QUOTED TEXT —

Is Humility a Leadership Weakness?
Just over 20 years ago I was sat in my office talking to a consultant who was helping me with my first real management job. In the midst of our conversation, a coworker of mine entered the office to provide me with information she thought was of importance. We exchanged a few words and as I thought this was an ill-timed interruption, I was rude to her. In fact, the poor woman had no choice but to retreat from my office, with red cheeks and feeling embarrassed.
As I turned my chair to face the consultant again, he looked straight into my eyes and recounted what he had observed. I do not remember exactly what he said, but I remember feeling very uncomfortable with being “scolded”. His final words I will always remember though; “Thor, true strength lies in the ability to be humble.” At this moment something snapped in me. I remember looking him over from top to bottom and judging him. My conclusion was that he was much too “soft” to be able to support my development any further and from that day on I stopped using his services.
Still, some part of me had sensed an element of truth in his words and they travelled with me for a number of years. Every now and then I would come across articles or books on the topic of humility and gradually I started to understand what he had meant. It wasn’t until 7 years later though, that I invited him for a cup of coffee to apologise and thank him for the lesson.

TASKS FOR THIS EXERCISE —
[a] Decide whether each statement agrees with the passage on humility in leadership, answering yes or no and quoting the words that settle it: (i) The coworker left the office embarrassed. (ii) The writer kept using the consultant's services after that conversation. (iii) The writer apologized to the consultant about seven years later.
[b] Extend the passage on humility in leadership, starting after its final sentence.

SUPPLIED DATA —
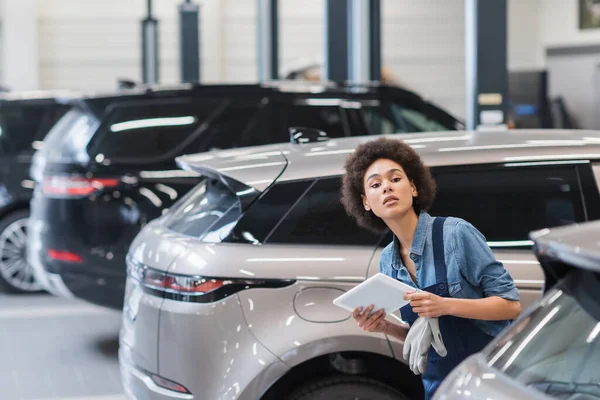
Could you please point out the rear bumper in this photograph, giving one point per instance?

ANSWERS PROVIDED —
[a]
(i) Yes: "the poor woman had no choice but to retreat from my office, with red cheeks and feeling embarrassed."
(ii) No: "from that day on I stopped using his services."
(iii) Yes: "It wasn’t until 7 years later though, that I invited him for a cup of coffee to apologise and thank him for the lesson."

[b]
In my job as an executive coach today, I still meet managers who see humility as a weakness. And I can see them looking at me, much the same way I looked at my consultant 20+ years ago, whenever the topic of humility comes up. Thankfully, there also seems to be a growing number of younger managers who understand the power of humility, which makes me optimistic about the future.
But what is this strength that humility possesses?
- Humility enables us to stay open to new learning, whereas arrogance (opposite) closes us up. The strength here is continuous, life-long learning.
- Humility prevents us from judging others, because we realise that we do not know them well enough or understand how they see the world. The strength here is to approach all people without prejudice.
- Humility helps us forgive others, and ourselves, because we understand that we are not meant to play judges. The strength here is to be able to give second chances and start anew.
- Humility before a powerful purpose convinces us to lay aside our own egos and sacrifice our own interests for a worthy cause. The strength here is the ability to stand firmly by our beliefs.
- Nelson Mandela brought peace to warring parties, armed with humility and forgiveness only. The power of his words was such that millions of people followed him through a non-violent peace process that became an example to the whole world.
- Gandhi conquered a whole empire armed with humility, fairness, forgiveness and compassion. Even after the infamous massacre of unarmed Indians in Amritsar, he advocated peaceful protests rather than violent retaliation. That required true strength of character.
- When humility enables us to see through our own ego patterns, we stop using fear as a consultant for our decision-making. This ability alone represents true strength for all types of managers and leaders.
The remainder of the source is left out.